> **Description of the task**
In the forum thread about budget singlespeed bikes, update the passage between "To be clear, with" and "taking that route!", inclusive, so that "tensioner" becomes "chain tensioner".

To be clear, with an unlimited budget, at your height, there's literally no good reason to run 26 out back. But. If you're on a limited budget, you can build a really great bike, the back half of which will be dirt-cheap.


----------



## Flat Ark (Oct 14, 2006)

If it's easier for you to find a geared bike within your budget, you can always just throw on a tensioner, get a SS chainring and SS cog/spacer kit. I've had some kick ass SS's by taking that route!

Sent from my LG-D850 using Tapatalk


----------



## mack_turtle (Jan 6, 2009)

V8Interceptor said:


> I agree, the Karate Monkey is a nice bike, but it's above my budget. I was hoping to spend around $500.00


keep in mind that you have to be specific about what you mean by "budget." to some people, a $2000 steel hardtail is a "budget" bike compared to the fleet of $11,000 carbon bikes they have in their garage.

> **Data extract**

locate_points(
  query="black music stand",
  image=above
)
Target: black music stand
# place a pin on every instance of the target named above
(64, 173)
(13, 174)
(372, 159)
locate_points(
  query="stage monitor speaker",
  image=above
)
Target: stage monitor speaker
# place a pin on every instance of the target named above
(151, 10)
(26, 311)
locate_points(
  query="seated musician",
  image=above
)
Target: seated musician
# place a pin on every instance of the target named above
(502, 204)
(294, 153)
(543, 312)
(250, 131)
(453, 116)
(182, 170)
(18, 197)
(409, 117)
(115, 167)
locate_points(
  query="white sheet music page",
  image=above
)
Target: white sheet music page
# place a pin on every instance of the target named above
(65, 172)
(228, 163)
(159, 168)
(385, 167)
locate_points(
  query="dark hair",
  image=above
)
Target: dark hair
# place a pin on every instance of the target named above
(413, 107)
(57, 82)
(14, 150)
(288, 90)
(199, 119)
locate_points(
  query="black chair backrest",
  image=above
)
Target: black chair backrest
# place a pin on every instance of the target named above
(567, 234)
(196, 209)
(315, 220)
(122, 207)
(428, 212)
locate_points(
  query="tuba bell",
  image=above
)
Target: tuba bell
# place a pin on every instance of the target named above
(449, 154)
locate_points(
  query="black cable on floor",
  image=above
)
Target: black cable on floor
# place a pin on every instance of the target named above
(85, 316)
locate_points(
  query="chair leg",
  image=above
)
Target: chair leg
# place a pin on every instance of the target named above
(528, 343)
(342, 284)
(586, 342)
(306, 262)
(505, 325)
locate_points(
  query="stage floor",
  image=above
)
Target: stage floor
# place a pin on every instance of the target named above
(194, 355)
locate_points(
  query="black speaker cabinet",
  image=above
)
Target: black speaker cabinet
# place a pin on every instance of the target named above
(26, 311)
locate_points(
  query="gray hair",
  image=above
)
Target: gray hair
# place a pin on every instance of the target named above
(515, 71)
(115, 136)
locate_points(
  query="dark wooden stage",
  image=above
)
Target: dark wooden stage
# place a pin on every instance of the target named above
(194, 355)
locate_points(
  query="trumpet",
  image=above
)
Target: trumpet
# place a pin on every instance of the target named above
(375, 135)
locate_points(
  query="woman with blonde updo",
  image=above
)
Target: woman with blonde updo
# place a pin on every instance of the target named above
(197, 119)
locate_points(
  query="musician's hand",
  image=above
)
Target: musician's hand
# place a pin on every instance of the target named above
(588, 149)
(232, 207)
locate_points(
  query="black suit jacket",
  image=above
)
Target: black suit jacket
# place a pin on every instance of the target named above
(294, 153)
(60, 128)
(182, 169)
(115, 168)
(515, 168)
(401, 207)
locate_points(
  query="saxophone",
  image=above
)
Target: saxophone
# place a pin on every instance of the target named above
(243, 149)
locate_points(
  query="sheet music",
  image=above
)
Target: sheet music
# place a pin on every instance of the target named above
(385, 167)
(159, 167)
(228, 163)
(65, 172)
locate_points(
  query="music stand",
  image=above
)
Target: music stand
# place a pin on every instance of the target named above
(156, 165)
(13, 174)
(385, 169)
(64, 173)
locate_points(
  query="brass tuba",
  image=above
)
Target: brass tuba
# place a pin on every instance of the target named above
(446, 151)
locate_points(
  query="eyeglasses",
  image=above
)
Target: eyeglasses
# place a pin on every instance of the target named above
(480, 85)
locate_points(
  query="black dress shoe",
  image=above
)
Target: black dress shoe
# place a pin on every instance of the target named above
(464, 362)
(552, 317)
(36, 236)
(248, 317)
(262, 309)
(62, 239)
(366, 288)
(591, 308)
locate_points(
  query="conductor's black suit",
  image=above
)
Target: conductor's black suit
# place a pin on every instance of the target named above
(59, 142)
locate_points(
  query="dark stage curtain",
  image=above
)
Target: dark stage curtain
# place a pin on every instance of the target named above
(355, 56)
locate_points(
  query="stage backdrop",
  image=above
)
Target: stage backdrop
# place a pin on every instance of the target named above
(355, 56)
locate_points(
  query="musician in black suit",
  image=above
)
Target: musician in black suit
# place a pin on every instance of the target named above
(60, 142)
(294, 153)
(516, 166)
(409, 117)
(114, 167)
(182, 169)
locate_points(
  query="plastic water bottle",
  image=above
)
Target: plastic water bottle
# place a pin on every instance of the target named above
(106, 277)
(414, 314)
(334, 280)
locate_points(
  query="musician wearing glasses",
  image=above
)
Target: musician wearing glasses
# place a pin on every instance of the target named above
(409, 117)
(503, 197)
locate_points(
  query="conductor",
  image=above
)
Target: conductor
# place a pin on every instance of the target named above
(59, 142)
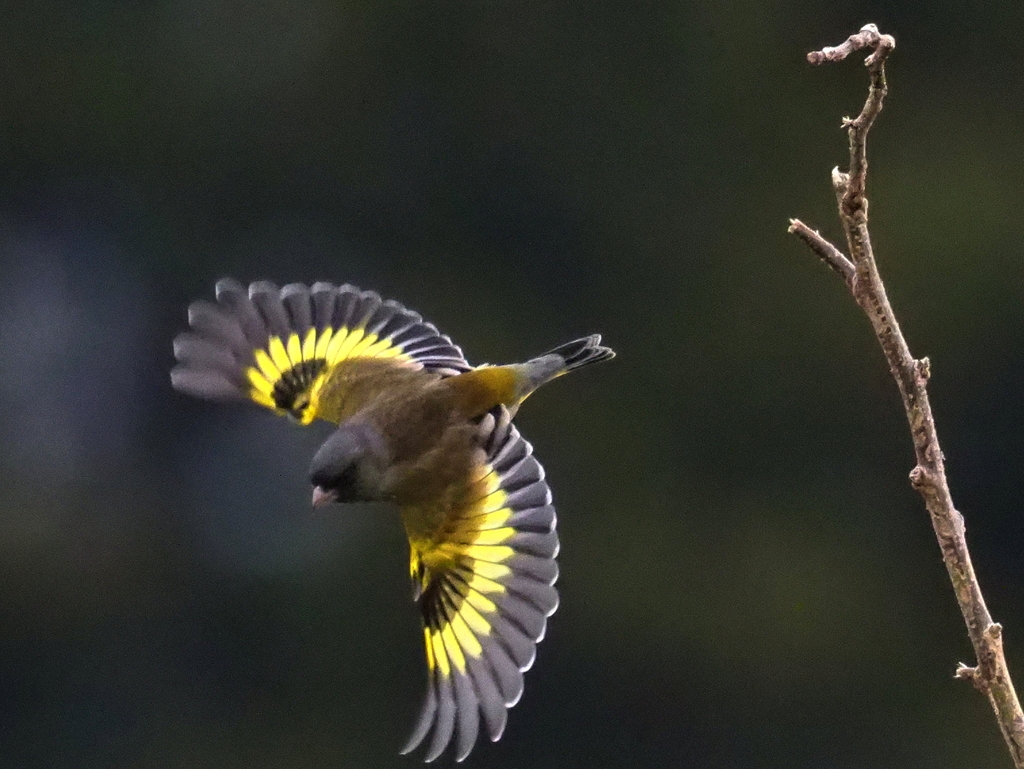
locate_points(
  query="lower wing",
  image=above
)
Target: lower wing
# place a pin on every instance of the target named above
(485, 590)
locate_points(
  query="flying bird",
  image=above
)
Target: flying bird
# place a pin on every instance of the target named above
(420, 427)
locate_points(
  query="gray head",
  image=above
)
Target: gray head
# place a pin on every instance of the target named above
(348, 466)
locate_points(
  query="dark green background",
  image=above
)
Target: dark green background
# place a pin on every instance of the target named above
(748, 580)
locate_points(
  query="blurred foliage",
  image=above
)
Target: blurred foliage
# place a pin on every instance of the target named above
(748, 580)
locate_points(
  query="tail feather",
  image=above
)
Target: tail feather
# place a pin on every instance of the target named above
(582, 352)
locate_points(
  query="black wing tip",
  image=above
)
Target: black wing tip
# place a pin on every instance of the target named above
(583, 351)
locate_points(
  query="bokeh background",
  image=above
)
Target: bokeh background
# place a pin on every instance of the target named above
(748, 580)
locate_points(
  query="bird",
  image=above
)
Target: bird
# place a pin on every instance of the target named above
(419, 427)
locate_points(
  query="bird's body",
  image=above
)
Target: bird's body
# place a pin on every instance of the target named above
(421, 428)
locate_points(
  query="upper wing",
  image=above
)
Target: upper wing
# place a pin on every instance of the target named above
(484, 585)
(278, 346)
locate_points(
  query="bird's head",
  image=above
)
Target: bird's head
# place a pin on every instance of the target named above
(348, 466)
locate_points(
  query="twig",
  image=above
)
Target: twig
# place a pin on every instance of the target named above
(929, 477)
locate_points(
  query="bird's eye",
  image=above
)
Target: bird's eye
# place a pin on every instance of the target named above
(298, 409)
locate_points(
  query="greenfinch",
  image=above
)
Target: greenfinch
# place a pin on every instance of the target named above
(418, 426)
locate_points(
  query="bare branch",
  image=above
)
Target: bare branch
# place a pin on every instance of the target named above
(929, 477)
(868, 37)
(825, 251)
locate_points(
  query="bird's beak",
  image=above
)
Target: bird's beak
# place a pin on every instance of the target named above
(324, 496)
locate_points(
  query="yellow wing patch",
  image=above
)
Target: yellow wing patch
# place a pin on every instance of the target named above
(279, 346)
(289, 374)
(483, 581)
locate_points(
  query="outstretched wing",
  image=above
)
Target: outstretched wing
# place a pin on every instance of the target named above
(485, 591)
(278, 346)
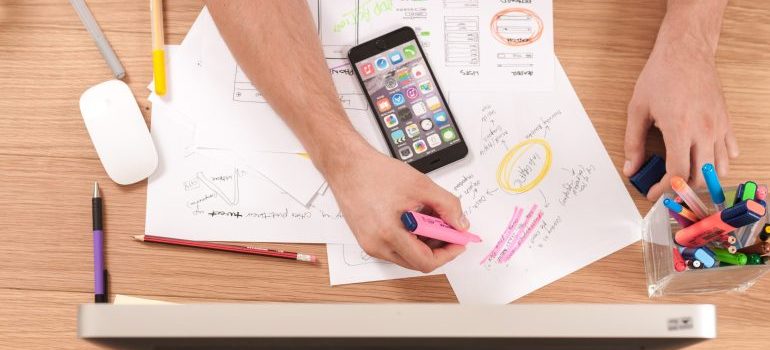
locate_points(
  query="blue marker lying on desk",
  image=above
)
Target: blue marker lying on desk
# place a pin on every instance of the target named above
(715, 188)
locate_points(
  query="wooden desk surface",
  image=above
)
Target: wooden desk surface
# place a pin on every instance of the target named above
(47, 168)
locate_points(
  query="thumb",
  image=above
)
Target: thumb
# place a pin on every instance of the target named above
(636, 136)
(446, 206)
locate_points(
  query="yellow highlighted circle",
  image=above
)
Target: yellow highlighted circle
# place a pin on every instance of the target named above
(511, 158)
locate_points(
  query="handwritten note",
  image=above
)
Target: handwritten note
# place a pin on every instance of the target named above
(558, 203)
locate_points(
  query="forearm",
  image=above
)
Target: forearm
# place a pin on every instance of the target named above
(276, 44)
(695, 23)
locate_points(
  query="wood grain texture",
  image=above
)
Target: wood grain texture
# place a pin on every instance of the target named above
(47, 166)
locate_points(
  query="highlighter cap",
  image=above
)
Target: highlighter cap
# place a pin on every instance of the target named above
(410, 223)
(671, 204)
(743, 213)
(712, 182)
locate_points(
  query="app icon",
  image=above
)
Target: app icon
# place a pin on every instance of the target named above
(383, 104)
(448, 134)
(405, 153)
(390, 83)
(433, 103)
(410, 52)
(398, 137)
(418, 71)
(426, 124)
(426, 87)
(395, 57)
(404, 115)
(367, 69)
(419, 146)
(412, 130)
(381, 63)
(390, 120)
(403, 75)
(440, 118)
(419, 108)
(398, 99)
(411, 93)
(434, 140)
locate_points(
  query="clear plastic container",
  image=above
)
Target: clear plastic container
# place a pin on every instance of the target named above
(657, 244)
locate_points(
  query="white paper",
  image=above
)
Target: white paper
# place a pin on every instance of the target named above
(576, 213)
(348, 263)
(211, 195)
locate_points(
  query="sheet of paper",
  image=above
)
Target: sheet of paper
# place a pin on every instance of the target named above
(542, 193)
(302, 188)
(210, 194)
(538, 187)
(348, 263)
(121, 299)
(471, 44)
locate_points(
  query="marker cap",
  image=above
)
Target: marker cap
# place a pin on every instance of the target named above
(712, 182)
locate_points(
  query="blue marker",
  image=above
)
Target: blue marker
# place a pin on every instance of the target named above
(715, 189)
(679, 209)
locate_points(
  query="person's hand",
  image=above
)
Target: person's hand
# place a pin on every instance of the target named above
(373, 190)
(679, 92)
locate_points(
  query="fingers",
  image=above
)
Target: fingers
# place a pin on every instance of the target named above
(639, 123)
(732, 143)
(657, 190)
(445, 205)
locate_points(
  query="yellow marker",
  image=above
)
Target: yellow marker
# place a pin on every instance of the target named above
(158, 55)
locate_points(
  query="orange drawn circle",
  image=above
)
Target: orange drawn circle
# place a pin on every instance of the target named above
(507, 40)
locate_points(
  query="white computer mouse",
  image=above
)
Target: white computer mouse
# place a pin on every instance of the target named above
(118, 132)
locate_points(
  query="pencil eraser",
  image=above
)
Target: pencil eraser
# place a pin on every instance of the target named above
(650, 174)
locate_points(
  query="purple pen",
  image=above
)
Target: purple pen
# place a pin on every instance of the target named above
(100, 272)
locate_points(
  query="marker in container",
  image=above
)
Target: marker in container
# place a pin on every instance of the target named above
(679, 264)
(738, 194)
(715, 188)
(764, 234)
(754, 259)
(761, 248)
(749, 191)
(689, 197)
(428, 226)
(724, 256)
(694, 264)
(761, 195)
(679, 219)
(705, 256)
(679, 209)
(717, 226)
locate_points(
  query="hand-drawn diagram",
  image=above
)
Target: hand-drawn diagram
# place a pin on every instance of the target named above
(524, 166)
(516, 27)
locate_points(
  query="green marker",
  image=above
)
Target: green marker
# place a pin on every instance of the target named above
(754, 259)
(749, 191)
(723, 255)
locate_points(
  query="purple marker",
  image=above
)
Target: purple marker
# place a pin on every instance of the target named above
(100, 272)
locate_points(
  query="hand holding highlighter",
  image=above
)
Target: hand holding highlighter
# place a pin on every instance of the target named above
(431, 227)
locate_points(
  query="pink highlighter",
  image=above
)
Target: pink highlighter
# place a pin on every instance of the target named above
(428, 226)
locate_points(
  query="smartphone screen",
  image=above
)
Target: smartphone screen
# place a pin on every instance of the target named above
(409, 105)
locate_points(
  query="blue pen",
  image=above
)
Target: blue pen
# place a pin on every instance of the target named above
(715, 189)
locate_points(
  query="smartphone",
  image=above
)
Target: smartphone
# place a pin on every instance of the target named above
(406, 100)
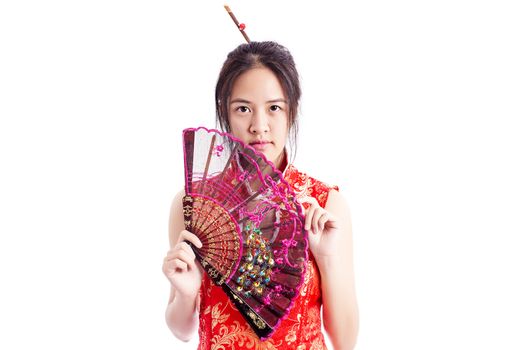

> **Reply**
To be clear, with an unlimited budget, at your height, there's literally no good reason to run 26 out back. But. If you're on a limited budget, you can build a really great bike, the back half of which will be dirt-cheap.


----------



## Flat Ark (Oct 14, 2006)

If it's easier for you to find a geared bike within your budget, you can always just throw on a chain tensioner, get a SS chainring and SS cog/spacer kit. I've had some kick ass SS's by taking that route!